Instructions to follow — Verbatim transcription with images omitted: return the entries below in full.

Excerpted records —
..........

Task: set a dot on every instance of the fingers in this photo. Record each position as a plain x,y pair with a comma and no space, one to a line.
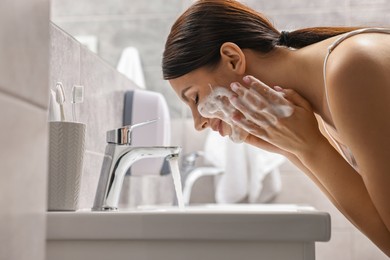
250,127
253,106
295,98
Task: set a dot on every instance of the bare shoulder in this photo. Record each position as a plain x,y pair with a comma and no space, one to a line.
358,87
359,65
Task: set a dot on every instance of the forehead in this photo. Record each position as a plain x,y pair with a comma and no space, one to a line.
193,78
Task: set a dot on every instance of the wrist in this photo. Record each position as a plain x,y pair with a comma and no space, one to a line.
315,151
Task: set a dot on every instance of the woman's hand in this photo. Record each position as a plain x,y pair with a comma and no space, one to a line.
281,118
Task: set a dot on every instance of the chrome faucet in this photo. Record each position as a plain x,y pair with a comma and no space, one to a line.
118,158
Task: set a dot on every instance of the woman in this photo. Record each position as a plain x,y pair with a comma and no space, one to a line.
322,101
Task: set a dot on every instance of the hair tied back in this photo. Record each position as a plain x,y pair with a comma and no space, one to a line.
284,38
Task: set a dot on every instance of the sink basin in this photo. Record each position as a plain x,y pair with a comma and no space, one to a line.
238,231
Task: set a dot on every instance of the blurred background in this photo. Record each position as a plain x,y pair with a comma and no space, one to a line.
111,26
108,28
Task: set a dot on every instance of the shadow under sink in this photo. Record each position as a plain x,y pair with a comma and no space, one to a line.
211,231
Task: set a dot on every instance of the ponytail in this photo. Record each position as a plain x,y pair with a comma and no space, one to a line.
197,35
304,37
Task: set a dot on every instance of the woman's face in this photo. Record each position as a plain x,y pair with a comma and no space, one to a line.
195,87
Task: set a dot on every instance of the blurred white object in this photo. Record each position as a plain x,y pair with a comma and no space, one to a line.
130,65
54,108
77,97
249,171
89,41
60,98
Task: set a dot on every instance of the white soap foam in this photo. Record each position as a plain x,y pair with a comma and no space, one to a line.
217,105
259,110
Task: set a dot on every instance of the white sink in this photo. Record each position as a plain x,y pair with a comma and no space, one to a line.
239,231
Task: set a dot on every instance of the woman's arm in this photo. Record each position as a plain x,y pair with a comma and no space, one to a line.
359,96
298,137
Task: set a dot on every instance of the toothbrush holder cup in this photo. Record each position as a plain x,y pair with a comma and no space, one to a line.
66,156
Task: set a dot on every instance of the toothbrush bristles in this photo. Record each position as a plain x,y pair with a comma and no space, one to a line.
77,94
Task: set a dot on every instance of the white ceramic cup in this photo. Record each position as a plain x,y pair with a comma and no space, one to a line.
66,155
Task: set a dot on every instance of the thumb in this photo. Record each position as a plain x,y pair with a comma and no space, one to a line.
293,96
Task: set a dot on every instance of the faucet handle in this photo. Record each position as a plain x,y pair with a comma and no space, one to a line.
122,135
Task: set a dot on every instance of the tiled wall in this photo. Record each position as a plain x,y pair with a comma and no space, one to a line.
146,25
24,70
102,109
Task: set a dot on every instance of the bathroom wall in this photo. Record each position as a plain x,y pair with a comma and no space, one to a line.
24,71
146,24
73,64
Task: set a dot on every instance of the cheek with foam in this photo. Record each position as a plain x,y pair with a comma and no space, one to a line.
217,105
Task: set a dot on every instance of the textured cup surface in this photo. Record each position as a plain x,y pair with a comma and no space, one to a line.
66,155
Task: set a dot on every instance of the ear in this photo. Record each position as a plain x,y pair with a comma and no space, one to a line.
233,57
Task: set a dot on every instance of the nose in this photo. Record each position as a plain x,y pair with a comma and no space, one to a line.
200,122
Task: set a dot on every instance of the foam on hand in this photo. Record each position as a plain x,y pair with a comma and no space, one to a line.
217,105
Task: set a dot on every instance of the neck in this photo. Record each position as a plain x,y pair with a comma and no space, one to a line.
300,70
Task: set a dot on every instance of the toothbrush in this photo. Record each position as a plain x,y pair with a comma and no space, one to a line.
77,97
60,98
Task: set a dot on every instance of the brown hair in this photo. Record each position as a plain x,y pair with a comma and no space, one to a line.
197,35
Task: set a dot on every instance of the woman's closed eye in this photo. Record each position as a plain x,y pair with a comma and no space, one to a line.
196,99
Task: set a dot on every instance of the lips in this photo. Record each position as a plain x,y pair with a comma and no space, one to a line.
220,128
217,126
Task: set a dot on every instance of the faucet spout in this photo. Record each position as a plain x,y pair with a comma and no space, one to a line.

..........

The answer —
Task: set a dot on every instance of the fingers in this photo. Record each position as a plain x,y pair with a comma and no space, one to a line.
250,127
253,106
295,98
Task: set a dot on every instance of the bare shoulder in this photo. Record each position as a plain x,y pair with a comma and no space, one to a line.
358,87
359,65
Task: set a dot on every instance of the forehead in this photo. Record each position as a plain x,y pair with a comma and no space, one to a line.
193,78
Task: set a dot on every instance of the wrist in this photo. Record each position as a plain x,y pair with a comma and no space, one to a line.
315,151
Task: set a dot on every instance of the woman's hand in this photo. Record each position as a plain x,y pair with a comma and no space, one to a line.
281,118
Task: set a dot on every instance of the chrome faucet in this photo. Record each position as a plain x,y pair with a comma and no space, one to a line.
118,158
Task: set a dot on every instance of the woman in this photo. Record each position as a plain x,y pair with a comma and no space, one to a line.
322,101
Task: set a dot on every instance of the hair tied back in this photo. Record each position as a plain x,y pair with a comma and no space, one to a line.
284,38
Task: set a dot on every instance of the sink basin in this photo. Record each position as a plain x,y pair with a comma and no space, one to a line.
238,231
Task: set a dot on every instance of the blurred background in this photo. Record each position as a plain x,y pair with a comma and no space, one to a line.
111,26
108,28
Task: set a dot on every instance of the shadow under sink in this photo. Record each position as a plain x,y pair with a comma and no space, one to a line.
211,231
Task: set a dot on every instance of the ponytail in this photo. Record each position as a plain x,y pair with a comma and no space, one to a line.
197,35
304,37
Task: set a dot on every instance of the woman's face in this photo. Record each position as a plain x,y pair with a comma and no space, one to a line.
195,87
Task: set a dot on every instance of the blurred white object in this photo. Record each position as a plain x,y pair with a comma and no space, one to a line.
130,65
54,108
77,97
249,171
89,41
60,98
Task: set a dot on every instance of the white soap foam in this photo. Record each position as a plain x,y pair with a comma and no space, one to a line.
217,105
259,110
Task: set a dot on every instance of the white sink in this photo. Record each position as a plain x,y pair with a comma and no space, one to a line.
239,231
Task: set a dot on every instance of the woman's arm in this photo. Record each position as a plain x,y pair with a comma and no space, one to a line.
359,96
298,137
Task: set a dot on every instance of the toothbrush holder cup in this photo. Record each position as a plain x,y pair with a comma and no space, one to a line.
66,156
Task: set a dot on every instance of the toothbrush bristles in this photo. Record each position as a plain x,y pair with a comma and no space, one to a line.
77,94
Task: set a dot on every instance of the white ceramic cup in this photo. Record each position as a plain x,y pair with a comma and no space, one to a line.
66,155
Task: set a dot on every instance of the thumb in this photo. Record each position as a plain x,y pair with a comma and no space, one to a line.
293,96
Task: set a dot on every instance of the faucet handle in this photo. Record each position as a plain x,y pair with a comma and no space, one to a line.
122,135
Task: set a dot on every instance of the tiled wall in this photo. Record each position as a plain x,y pair with a comma and no space, one to a line.
146,25
24,70
102,109
Task: set a dot on every instance of the bathroom wall in this photo. Record each position as a plain x,y pair with a comma and no space, one to a line.
24,71
146,24
73,64
Task: set a dot on every instance of the cheek with foam in this photo. Record each position as a plain x,y pair with a comma and no space, one to a line.
217,105
Task: set a dot on every instance of the textured cup surface in this photo. Record each position as a plain x,y pair with a comma and no space, one to a line.
66,155
Task: set a dot on every instance of the ear in this photo. Record each position as a plain x,y pair with a comma and no space, one to a line.
233,57
Task: set a dot on every instance of the nose in this photo. Record each position as a plain x,y pair with a comma and no space, one to a line.
200,122
Task: set a dot on every instance of the foam on hand in this photo. Record each position as a plain x,y pair with a comma and no space, one to a line.
217,105
Task: set a dot on every instance of the neck in this photo. Record each position as a plain x,y pair with a comma and no space, one to a line.
300,70
Task: set a dot on every instance of the toothbrush in this photo. Record each position as a plain x,y pair with a comma and no space, one to a line.
77,97
60,98
Task: set a dot on every instance of the brown hair in this photo. Record each position as a plain x,y pair with a comma and no space, one to a line.
197,35
Task: set a dot on every instance of the woman's closed eye in this photo. Record each position as a plain x,y pair with a comma and no space, one to a line.
196,99
Task: set a dot on every instance of the lips in this photo. Record each position as a plain x,y pair with a comma and no space, one to a line.
220,128
217,126
Task: set a dot on every instance of the faucet spout in this photo. Record each position as a plain x,y pair with a comma and no space, one to a line.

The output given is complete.